=== Aufgabenstellung ===
Geben Sie einen Abschnitt des Artikels über Marc-André ter Stegen wieder und ändern Sie dabei „Kapitänsbinde“ in „Spielführerbinde“. Beginnen Sie bei den Worten „Die Auftritte von“ und enden Sie nach den Worten „Manuel Neuer gehört.“.

=== Seitenauszug ===
Marc-André ter Stegen und das DFB-Team: Es könnte doch noch was werden

Die Auftritte von Torhüter ter Stegen in der Nationalmannschaft sind oft kritisch beäugt worden. Inzwischen ist er auch im DFB-Team so stabil, dass er Manuel Neuer herausfordert.

Die Manuelneuerwerdung von Marc-André ter Stegen nimmt immer konkretere Züge an. Am Dienstagabend um kurz vor halb elf erreichte sie im Länderspiel gegen Frankreich ihren vorläufigen Höhepunkt.

Ter Stegen trägt bereits seit Anfang des Länderspieljahres Neuers Nummer 1 auf dem Rücken. Er darf sich aktuell als Stammtorhüter der deutschen Fußball-Nationalmannschaft fühlen. Und nun streifte er sich auch noch die schwarz-rot-goldene Kapitänsbinde über den Arm, die zuvor Thomas Müller getragen hatte, die aber eigentlich zur Ausrüstung von Manuel Neuer gehört.

Ilkay Gündogan, Neuers erster Vertreter, war schon früh verletzt ausgewechselt worden, Joshua Kimmich fehlte angeschlagen, und Thomas Müller wurde von Teamchef Rudi Völler nach etwas mehr als einer Stunde vom Feld geholt. Es waren also eine Menge Zufälle, die den Torhüter des FC Barcelona zum Kapitän der Nationalmannschaft beförderten.

Dass es für ter Stegen ein temporäres Vergnügen bleiben dürfte, ist keine allzu gewagte These. Eine Prognose, wie in naher und mittlerer Zukunft seine sportliche Position in der Nationalmannschaft aussehen wird, ist da schon deutlich komplizierter.

Ja, ich bin die Nummer eins im Moment. Ich werde alles dafür tun, dass ich den Status behalte.

=== Datensatz ===

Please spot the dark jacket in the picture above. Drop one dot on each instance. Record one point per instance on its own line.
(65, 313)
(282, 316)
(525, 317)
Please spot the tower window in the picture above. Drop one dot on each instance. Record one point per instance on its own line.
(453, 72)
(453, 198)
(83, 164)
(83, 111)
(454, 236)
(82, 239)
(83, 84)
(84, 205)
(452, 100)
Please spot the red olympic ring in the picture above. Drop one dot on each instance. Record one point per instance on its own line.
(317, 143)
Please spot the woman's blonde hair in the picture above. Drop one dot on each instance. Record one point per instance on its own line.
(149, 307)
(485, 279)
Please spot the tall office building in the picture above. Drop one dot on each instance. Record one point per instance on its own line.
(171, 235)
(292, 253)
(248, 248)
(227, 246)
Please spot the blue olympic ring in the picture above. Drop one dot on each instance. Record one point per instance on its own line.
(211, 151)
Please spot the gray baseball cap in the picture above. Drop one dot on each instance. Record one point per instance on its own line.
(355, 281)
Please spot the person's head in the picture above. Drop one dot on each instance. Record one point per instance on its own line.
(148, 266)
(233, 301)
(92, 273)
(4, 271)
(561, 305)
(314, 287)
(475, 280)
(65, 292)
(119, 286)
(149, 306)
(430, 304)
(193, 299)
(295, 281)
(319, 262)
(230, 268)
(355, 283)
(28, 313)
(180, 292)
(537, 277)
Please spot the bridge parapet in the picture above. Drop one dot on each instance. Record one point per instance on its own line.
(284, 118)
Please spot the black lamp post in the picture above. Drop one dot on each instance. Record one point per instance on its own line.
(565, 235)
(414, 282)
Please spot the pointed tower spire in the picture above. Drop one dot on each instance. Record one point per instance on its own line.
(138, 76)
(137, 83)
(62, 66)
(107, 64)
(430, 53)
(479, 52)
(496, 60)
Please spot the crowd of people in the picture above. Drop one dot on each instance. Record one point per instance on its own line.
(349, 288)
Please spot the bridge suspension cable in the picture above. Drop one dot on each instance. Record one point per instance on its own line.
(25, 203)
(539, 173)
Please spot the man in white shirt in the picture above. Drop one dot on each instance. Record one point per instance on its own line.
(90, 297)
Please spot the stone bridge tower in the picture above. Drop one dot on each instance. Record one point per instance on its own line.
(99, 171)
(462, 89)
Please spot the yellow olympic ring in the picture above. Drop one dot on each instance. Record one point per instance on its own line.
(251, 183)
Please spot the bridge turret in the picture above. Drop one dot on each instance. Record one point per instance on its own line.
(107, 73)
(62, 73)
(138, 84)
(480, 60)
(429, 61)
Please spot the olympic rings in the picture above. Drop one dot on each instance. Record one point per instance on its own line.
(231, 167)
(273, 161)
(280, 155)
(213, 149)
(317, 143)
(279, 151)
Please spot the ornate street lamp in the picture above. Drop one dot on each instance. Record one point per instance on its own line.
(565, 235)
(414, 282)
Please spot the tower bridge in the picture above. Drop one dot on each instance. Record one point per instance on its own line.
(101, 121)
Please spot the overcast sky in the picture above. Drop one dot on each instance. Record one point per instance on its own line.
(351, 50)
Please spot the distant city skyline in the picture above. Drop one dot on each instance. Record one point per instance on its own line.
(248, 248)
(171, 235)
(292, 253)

=== Lösung ===
Die Auftritte von Torhüter ter Stegen in der Nationalmannschaft sind oft kritisch beäugt worden. Inzwischen ist er auch im DFB-Team so stabil, dass er Manuel Neuer herausfordert.

Die Manuelneuerwerdung von Marc-André ter Stegen nimmt immer konkretere Züge an. Am Dienstagabend um kurz vor halb elf erreichte sie im Länderspiel gegen Frankreich ihren vorläufigen Höhepunkt.

Ter Stegen trägt bereits seit Anfang des Länderspieljahres Neuers Nummer 1 auf dem Rücken. Er darf sich aktuell als Stammtorhüter der deutschen Fußball-Nationalmannschaft fühlen. Und nun streifte er sich auch noch die schwarz-rot-goldene Spielführerbinde über den Arm, die zuvor Thomas Müller getragen hatte, die aber eigentlich zur Ausrüstung von Manuel Neuer gehört.